# [Work to be completed]
Look below for the lines from the one with "TARGET = grass lawn" to the one with "TARGET = spectator", and copy exactly those lines, both ends included.

# [Dataset records]
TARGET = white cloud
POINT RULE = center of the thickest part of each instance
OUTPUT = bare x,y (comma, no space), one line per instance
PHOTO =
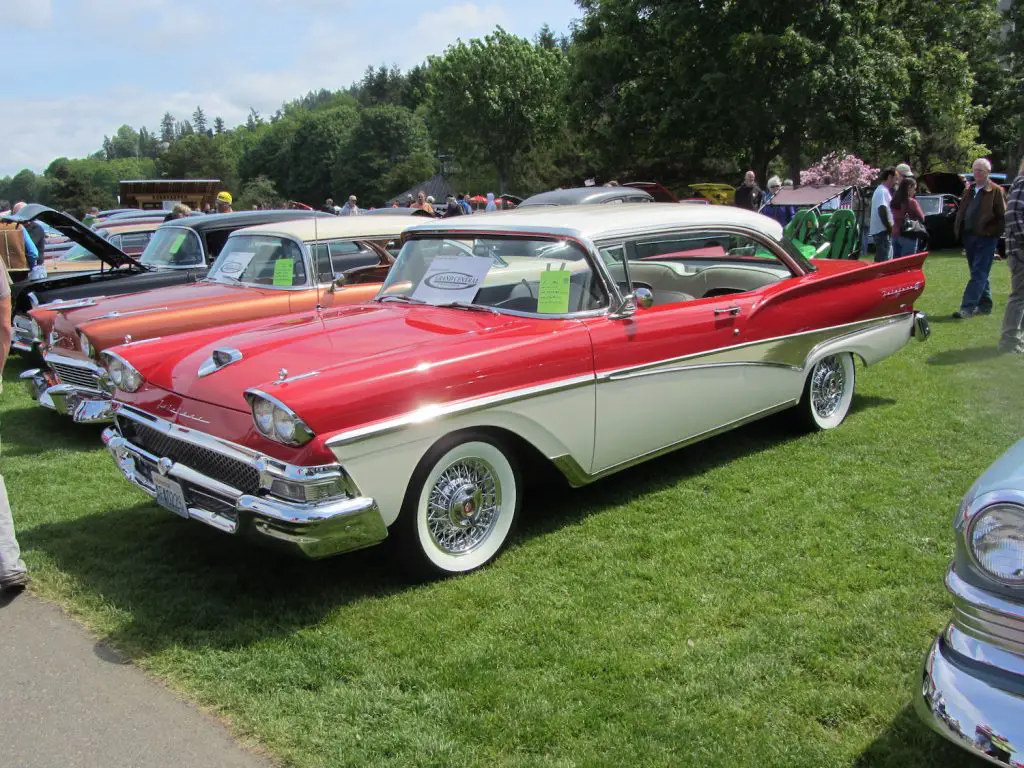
333,53
37,14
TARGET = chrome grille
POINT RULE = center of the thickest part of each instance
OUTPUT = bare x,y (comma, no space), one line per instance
79,377
229,471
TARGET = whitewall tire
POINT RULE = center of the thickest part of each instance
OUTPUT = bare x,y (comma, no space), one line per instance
828,392
461,507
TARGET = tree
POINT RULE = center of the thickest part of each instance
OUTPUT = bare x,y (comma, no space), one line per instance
199,120
501,96
167,128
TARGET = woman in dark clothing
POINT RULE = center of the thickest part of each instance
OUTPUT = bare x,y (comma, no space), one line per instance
905,207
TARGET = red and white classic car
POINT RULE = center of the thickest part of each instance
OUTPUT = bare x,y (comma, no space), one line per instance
591,337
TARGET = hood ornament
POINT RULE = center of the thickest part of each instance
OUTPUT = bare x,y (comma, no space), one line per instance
218,359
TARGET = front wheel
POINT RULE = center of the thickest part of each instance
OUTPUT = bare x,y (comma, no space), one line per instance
461,507
828,392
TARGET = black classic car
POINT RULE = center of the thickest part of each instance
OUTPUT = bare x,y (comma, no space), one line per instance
179,252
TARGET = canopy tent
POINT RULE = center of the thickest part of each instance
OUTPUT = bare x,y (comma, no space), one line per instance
436,186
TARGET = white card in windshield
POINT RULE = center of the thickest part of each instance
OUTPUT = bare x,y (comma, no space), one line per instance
236,263
453,279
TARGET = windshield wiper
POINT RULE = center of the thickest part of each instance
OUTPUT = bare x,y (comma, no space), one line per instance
467,305
399,297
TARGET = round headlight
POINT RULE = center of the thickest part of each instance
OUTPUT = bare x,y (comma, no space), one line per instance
116,369
284,425
131,379
263,416
997,542
83,341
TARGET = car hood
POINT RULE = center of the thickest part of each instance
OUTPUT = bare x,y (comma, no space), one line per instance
943,183
75,230
364,350
1007,473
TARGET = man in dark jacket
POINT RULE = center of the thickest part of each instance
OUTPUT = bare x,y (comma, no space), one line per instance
749,195
981,218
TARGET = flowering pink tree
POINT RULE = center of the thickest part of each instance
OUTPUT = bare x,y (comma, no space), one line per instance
841,169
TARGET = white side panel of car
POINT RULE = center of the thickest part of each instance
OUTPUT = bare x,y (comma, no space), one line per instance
557,424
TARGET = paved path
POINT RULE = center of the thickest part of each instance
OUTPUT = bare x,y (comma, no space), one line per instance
65,704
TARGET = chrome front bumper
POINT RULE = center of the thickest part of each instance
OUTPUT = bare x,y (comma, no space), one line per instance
972,685
83,406
313,529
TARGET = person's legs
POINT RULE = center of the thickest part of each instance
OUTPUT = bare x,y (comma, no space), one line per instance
1012,338
883,246
11,567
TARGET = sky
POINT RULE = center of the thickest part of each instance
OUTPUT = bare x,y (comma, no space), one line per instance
77,70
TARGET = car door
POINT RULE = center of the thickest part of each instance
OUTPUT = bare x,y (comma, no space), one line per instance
677,370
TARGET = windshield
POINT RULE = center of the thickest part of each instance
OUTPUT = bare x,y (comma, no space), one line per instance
173,247
260,260
538,276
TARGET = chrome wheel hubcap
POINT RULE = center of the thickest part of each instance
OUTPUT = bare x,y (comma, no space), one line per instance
827,386
464,505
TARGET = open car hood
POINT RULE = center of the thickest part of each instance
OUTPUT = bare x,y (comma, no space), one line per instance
76,231
941,182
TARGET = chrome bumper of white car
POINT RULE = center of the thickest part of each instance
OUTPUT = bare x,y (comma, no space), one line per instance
339,523
972,686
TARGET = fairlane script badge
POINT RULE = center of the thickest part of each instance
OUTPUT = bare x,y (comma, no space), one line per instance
893,292
180,414
452,279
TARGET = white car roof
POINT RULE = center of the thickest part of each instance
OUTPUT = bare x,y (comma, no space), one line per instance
596,222
333,227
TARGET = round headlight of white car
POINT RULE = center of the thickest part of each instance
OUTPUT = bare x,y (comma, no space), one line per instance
263,416
87,347
996,540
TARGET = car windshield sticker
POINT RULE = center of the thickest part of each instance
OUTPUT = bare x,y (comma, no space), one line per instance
283,271
452,279
236,263
176,243
553,295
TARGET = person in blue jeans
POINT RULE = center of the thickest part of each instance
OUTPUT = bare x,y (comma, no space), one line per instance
981,218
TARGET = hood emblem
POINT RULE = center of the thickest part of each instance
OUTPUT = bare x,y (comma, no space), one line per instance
217,360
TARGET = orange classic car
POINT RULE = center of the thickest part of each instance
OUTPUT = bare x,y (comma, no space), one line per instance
262,271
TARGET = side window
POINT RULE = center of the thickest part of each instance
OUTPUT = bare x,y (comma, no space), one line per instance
214,242
698,264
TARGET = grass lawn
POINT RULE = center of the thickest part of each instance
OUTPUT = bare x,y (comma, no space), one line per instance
760,599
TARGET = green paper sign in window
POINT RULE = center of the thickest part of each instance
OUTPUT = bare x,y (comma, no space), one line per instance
283,271
176,243
553,295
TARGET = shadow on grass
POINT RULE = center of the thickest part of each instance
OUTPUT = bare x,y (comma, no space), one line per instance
908,741
958,356
182,584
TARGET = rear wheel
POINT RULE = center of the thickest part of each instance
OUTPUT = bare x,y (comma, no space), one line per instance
828,392
461,506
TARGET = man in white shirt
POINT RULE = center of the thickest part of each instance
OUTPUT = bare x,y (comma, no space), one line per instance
880,229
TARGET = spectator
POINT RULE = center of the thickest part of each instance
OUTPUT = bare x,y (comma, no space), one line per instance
224,203
453,208
178,212
38,236
980,219
880,229
350,208
1012,339
904,208
421,203
748,195
13,577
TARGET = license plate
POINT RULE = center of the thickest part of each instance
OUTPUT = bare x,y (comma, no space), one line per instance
170,496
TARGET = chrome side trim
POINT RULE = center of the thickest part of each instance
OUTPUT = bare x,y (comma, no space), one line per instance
578,476
430,413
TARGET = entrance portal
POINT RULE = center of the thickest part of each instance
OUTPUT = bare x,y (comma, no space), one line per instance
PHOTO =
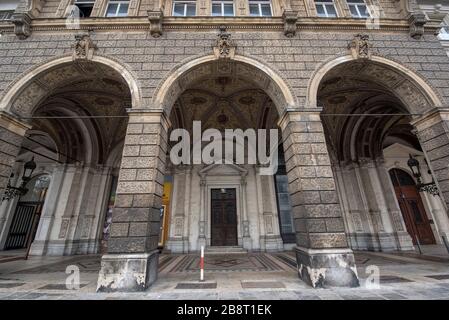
412,208
224,217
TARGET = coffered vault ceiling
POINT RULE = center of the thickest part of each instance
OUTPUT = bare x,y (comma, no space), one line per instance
364,110
224,103
94,98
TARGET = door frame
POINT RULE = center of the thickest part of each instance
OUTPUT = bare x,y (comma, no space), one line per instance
208,222
409,215
236,217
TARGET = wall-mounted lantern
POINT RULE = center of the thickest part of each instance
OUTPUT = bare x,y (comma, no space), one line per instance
13,192
430,187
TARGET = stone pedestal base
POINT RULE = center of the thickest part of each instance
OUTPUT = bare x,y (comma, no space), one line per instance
178,245
247,243
127,272
327,267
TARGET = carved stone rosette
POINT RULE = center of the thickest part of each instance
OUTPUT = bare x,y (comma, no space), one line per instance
360,47
83,48
290,18
155,17
416,21
22,25
224,46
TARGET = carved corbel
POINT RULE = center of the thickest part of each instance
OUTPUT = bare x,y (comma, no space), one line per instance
360,47
83,47
416,21
224,46
290,18
22,25
155,17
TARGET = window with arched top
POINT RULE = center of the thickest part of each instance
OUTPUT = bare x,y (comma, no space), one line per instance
117,8
401,178
184,8
7,8
325,8
358,8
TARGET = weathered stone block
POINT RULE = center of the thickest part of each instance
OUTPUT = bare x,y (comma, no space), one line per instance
138,229
119,229
327,240
127,272
327,268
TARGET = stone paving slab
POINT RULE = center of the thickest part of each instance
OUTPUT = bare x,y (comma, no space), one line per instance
423,281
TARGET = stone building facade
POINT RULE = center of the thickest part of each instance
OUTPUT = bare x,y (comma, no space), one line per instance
95,99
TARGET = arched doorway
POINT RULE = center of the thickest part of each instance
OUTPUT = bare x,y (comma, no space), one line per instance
237,206
27,214
80,107
412,208
368,106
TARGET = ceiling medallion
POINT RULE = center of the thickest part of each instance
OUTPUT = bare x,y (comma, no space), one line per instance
104,101
247,100
198,100
222,118
223,82
337,100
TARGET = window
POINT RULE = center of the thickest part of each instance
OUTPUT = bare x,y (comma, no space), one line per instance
117,8
85,7
260,8
7,8
325,8
184,8
358,9
223,8
5,15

# [Answer space]
TARGET = grass lawn
POINT RULE = center of the thickest part of each instance
OUTPUT = bare x,y (comma, no space), one line per instance
760,599
TARGET = green paper sign in window
POINT RULE = center of the thickest part of each instance
OUTPUT = bare x,y (comma, no space), one line per instance
283,271
176,243
553,295
TARGET = shadow on grass
POINT RULE = center of the thickest part of each instance
OUTPUT = bare x,y (comma, no space), one line per instance
908,741
958,356
182,584
TARGET = rear wheel
POINT RULE = center of the thickest part of each instance
OUTPUT = bare x,y (comma, no space), one line per instance
828,392
461,506
TARGET = man in white shirt
POINT RULE = center of the thickest part of each instance
OUTPUT = bare x,y (comma, no space), one line per instance
880,229
TARGET = spectator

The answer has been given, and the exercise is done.